Records in a dataset

..........

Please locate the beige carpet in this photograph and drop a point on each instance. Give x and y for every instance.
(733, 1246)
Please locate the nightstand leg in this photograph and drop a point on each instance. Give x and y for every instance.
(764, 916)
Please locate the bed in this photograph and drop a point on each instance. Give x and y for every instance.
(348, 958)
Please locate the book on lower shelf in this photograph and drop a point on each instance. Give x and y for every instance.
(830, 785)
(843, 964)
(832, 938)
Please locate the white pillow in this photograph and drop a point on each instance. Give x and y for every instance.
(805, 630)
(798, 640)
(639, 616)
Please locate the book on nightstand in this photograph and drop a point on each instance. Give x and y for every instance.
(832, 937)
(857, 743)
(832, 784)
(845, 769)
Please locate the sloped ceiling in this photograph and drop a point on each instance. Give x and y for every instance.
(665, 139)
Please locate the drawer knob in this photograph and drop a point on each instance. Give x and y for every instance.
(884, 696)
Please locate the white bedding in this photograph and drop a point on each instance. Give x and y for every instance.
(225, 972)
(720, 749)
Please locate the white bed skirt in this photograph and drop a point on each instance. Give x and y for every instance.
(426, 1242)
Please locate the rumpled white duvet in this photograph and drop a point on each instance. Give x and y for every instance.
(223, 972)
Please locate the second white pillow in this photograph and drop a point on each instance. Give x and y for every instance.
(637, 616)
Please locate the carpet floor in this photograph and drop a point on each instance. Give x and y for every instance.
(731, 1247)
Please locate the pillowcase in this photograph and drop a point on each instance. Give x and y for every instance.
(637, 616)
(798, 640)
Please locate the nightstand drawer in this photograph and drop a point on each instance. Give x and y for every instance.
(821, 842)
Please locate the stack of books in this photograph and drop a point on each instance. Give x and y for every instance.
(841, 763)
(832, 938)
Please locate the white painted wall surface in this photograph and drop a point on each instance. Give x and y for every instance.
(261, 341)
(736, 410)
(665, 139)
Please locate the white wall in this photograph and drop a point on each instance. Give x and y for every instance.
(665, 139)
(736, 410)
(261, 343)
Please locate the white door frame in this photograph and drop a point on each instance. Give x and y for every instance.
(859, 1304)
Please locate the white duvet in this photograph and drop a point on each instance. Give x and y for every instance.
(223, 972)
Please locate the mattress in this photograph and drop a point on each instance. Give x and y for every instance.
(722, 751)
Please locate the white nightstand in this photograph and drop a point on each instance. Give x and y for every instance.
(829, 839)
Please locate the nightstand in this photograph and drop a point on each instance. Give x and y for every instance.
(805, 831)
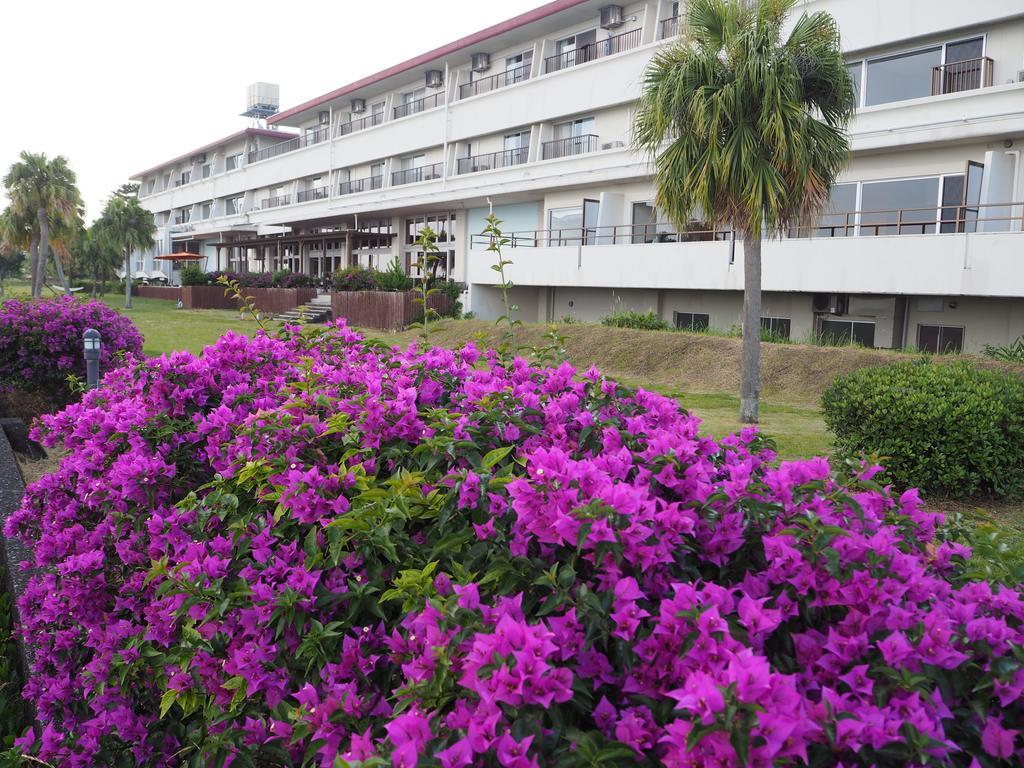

..........

▸ **Written problem**
Copy out the lines from the one containing "Please locate the white painted" through the one containing "(859, 1304)", swapping "drop a point" for "place a mark" and leaving everything else as it is.

▸ **Written response**
Please locate the white painted wall surface in this photograph and place a mark on each instance. Give x and y for every instance.
(261, 341)
(736, 410)
(665, 139)
Please locate the white wall in this photograph and place a mark on each instance. Give x and y for every instance.
(665, 139)
(736, 410)
(261, 343)
Please locate the white door frame in this photograph and place a mark on each instance. Give x and y for every instance.
(859, 1304)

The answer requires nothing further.